Given problem: Pull out every line of the records that contains the string "hair", matching case exactly, and copy each one in full.

Dataset entries:
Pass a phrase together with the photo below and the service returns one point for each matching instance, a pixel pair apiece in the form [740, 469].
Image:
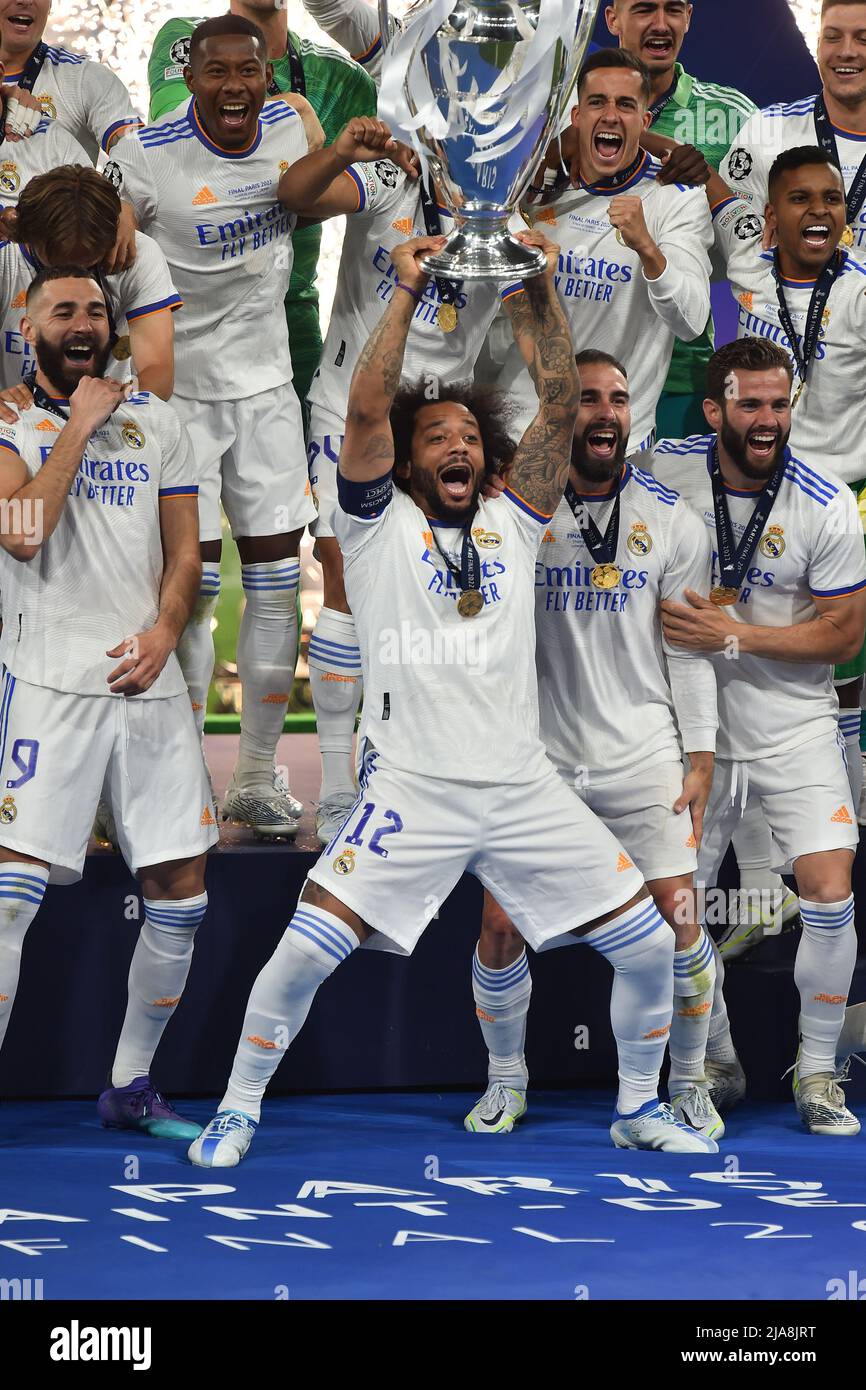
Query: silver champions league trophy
[478, 88]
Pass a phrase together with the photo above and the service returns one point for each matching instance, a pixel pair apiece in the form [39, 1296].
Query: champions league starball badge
[478, 88]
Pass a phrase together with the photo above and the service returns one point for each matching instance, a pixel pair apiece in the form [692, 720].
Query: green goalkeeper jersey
[709, 117]
[337, 89]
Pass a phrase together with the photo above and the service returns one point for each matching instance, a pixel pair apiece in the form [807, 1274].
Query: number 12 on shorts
[392, 823]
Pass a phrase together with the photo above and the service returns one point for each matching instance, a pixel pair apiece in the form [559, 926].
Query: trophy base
[471, 256]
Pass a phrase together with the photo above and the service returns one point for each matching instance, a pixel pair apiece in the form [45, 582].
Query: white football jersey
[389, 211]
[39, 153]
[812, 546]
[599, 651]
[228, 245]
[786, 127]
[444, 695]
[85, 97]
[609, 302]
[834, 391]
[143, 289]
[59, 613]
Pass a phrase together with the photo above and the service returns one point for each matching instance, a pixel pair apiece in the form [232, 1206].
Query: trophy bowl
[480, 95]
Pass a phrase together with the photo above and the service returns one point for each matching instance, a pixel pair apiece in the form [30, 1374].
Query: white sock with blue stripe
[196, 645]
[21, 893]
[640, 945]
[157, 975]
[335, 684]
[823, 972]
[694, 987]
[267, 652]
[850, 730]
[313, 944]
[502, 1002]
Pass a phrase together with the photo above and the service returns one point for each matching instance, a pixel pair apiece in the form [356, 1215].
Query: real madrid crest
[345, 863]
[773, 544]
[640, 541]
[132, 435]
[10, 178]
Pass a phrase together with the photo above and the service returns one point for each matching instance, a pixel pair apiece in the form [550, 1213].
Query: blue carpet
[684, 1236]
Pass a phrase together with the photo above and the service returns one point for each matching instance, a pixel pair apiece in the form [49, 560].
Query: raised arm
[540, 470]
[367, 452]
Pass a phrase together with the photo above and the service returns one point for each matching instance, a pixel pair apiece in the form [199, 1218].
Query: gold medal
[470, 603]
[723, 597]
[605, 576]
[446, 319]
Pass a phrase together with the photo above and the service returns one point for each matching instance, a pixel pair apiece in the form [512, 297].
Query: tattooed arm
[367, 452]
[540, 470]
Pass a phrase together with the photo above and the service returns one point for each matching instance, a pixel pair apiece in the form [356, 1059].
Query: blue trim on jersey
[838, 594]
[524, 506]
[359, 184]
[173, 302]
[641, 173]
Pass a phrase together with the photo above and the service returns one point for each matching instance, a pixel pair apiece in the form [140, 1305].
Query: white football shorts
[805, 798]
[57, 749]
[407, 840]
[250, 455]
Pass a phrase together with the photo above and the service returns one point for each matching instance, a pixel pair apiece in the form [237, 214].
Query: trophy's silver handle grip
[385, 22]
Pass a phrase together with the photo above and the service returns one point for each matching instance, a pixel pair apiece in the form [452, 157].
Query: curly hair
[488, 406]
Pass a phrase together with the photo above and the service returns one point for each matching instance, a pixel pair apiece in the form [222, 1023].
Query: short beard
[592, 469]
[737, 449]
[424, 484]
[54, 364]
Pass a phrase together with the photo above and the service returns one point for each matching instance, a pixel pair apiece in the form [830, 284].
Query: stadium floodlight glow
[808, 14]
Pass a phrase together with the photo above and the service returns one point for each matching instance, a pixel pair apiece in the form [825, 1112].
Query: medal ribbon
[469, 571]
[28, 78]
[815, 316]
[448, 289]
[734, 559]
[826, 138]
[602, 548]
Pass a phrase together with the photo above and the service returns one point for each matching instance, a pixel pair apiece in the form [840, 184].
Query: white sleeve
[178, 474]
[129, 173]
[681, 293]
[107, 110]
[837, 563]
[692, 677]
[146, 287]
[355, 25]
[745, 168]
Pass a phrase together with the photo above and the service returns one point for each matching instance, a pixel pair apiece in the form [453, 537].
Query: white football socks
[157, 975]
[21, 893]
[312, 947]
[267, 653]
[196, 645]
[823, 972]
[502, 1002]
[640, 945]
[694, 986]
[335, 683]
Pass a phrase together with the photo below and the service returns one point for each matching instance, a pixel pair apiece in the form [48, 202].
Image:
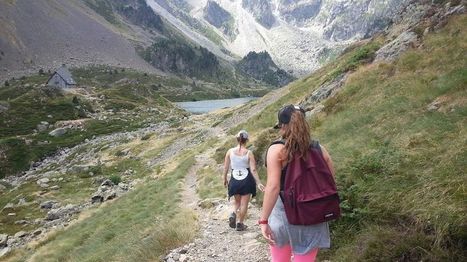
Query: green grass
[398, 164]
[126, 231]
[28, 105]
[400, 167]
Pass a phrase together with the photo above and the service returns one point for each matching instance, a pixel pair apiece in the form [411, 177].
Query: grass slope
[139, 226]
[400, 166]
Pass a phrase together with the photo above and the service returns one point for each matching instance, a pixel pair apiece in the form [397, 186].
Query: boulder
[58, 132]
[3, 240]
[48, 204]
[37, 231]
[392, 50]
[43, 181]
[4, 251]
[61, 212]
[21, 234]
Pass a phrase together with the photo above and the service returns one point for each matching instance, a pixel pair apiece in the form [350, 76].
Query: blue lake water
[205, 106]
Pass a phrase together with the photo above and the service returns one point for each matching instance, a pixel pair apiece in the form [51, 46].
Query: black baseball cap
[285, 114]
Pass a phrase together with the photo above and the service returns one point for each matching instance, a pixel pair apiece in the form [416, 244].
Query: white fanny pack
[239, 174]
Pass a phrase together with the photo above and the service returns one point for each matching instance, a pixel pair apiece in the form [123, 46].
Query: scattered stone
[21, 234]
[43, 181]
[37, 231]
[55, 187]
[58, 132]
[3, 240]
[61, 212]
[393, 50]
[9, 205]
[4, 251]
[21, 222]
[48, 204]
[434, 106]
[107, 182]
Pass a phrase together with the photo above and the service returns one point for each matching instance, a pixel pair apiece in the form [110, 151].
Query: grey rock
[9, 205]
[43, 181]
[107, 182]
[42, 126]
[58, 132]
[61, 212]
[392, 50]
[21, 234]
[22, 202]
[21, 222]
[38, 231]
[4, 251]
[48, 204]
[55, 187]
[3, 240]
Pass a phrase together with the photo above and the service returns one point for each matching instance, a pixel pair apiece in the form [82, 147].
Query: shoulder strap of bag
[281, 141]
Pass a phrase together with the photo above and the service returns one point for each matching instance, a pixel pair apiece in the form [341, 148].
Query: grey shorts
[302, 239]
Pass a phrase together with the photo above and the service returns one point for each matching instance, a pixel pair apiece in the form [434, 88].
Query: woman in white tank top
[241, 164]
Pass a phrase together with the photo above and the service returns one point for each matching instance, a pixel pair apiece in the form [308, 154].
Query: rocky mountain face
[261, 10]
[298, 34]
[220, 18]
[261, 67]
[178, 57]
[45, 34]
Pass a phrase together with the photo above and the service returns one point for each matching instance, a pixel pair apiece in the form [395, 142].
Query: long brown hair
[297, 136]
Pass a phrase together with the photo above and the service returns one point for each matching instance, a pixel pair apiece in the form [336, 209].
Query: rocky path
[216, 241]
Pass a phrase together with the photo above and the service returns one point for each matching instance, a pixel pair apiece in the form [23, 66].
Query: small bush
[75, 100]
[116, 179]
[147, 136]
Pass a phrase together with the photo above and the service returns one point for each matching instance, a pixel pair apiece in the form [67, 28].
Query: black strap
[273, 143]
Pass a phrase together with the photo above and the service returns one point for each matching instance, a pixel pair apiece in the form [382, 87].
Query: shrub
[75, 100]
[147, 136]
[116, 179]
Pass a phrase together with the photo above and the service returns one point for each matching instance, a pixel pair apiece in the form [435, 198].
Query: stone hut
[61, 78]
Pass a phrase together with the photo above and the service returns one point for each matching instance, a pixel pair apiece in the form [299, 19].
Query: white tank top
[238, 162]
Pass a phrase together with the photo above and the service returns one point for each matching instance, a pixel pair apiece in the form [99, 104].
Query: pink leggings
[284, 254]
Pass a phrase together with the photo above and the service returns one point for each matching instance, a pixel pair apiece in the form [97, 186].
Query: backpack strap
[315, 144]
[281, 141]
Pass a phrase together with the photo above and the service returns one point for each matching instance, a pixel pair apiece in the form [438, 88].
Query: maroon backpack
[310, 193]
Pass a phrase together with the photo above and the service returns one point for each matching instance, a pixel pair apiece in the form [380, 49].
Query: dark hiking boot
[240, 227]
[232, 220]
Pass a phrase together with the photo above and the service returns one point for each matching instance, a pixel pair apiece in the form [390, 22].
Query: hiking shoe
[232, 220]
[240, 227]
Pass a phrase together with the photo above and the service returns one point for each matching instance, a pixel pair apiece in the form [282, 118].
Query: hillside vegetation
[397, 135]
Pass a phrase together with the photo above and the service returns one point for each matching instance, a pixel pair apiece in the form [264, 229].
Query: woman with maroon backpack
[286, 239]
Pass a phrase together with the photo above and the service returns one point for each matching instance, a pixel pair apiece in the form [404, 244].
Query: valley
[112, 170]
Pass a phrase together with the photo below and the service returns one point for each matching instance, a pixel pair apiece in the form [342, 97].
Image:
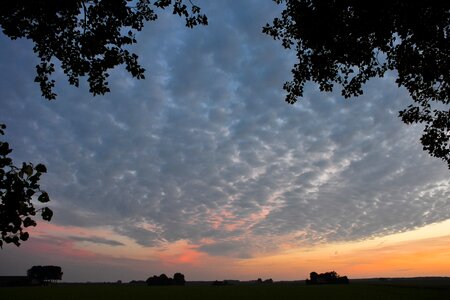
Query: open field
[358, 290]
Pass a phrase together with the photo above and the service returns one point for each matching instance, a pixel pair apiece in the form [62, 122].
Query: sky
[202, 168]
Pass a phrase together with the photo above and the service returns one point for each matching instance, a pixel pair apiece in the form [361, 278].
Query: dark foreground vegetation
[364, 289]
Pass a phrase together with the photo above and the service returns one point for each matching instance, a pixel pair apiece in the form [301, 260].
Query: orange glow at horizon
[421, 252]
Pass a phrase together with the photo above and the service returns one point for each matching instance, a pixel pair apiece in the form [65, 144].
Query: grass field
[259, 292]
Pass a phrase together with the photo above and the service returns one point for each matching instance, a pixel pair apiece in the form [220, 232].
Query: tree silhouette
[347, 42]
[44, 274]
[18, 186]
[87, 37]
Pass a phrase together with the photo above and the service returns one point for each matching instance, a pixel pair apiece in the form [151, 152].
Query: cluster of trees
[178, 279]
[44, 274]
[266, 281]
[338, 43]
[327, 278]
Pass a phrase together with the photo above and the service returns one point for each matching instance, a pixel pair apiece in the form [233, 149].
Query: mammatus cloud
[96, 240]
[205, 150]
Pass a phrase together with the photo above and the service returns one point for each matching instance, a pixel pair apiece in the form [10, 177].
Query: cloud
[205, 149]
[96, 240]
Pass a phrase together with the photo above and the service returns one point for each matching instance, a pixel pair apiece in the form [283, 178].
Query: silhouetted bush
[44, 274]
[178, 279]
[327, 278]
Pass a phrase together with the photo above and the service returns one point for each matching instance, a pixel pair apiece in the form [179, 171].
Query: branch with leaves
[18, 187]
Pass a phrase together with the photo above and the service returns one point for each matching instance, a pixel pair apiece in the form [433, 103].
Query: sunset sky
[203, 169]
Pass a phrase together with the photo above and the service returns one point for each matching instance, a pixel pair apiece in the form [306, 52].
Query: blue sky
[206, 152]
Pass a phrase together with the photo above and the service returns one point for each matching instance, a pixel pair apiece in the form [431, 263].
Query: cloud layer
[205, 150]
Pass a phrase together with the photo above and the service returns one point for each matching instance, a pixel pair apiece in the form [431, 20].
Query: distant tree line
[178, 279]
[327, 278]
[44, 274]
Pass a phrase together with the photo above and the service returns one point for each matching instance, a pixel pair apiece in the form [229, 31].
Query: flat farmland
[234, 292]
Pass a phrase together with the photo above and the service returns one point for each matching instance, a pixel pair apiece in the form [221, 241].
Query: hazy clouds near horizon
[206, 148]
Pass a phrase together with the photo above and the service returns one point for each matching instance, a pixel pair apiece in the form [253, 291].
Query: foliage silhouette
[327, 278]
[178, 279]
[44, 274]
[346, 42]
[87, 37]
[18, 186]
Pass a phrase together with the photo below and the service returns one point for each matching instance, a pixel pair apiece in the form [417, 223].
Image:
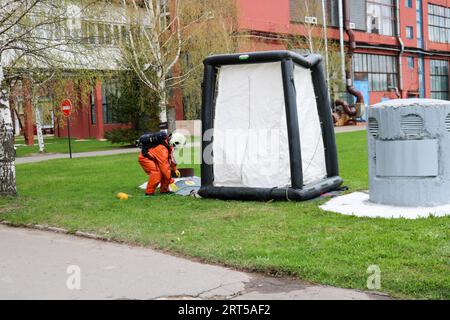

Final answer:
Query: curly hair
Query: long brown hair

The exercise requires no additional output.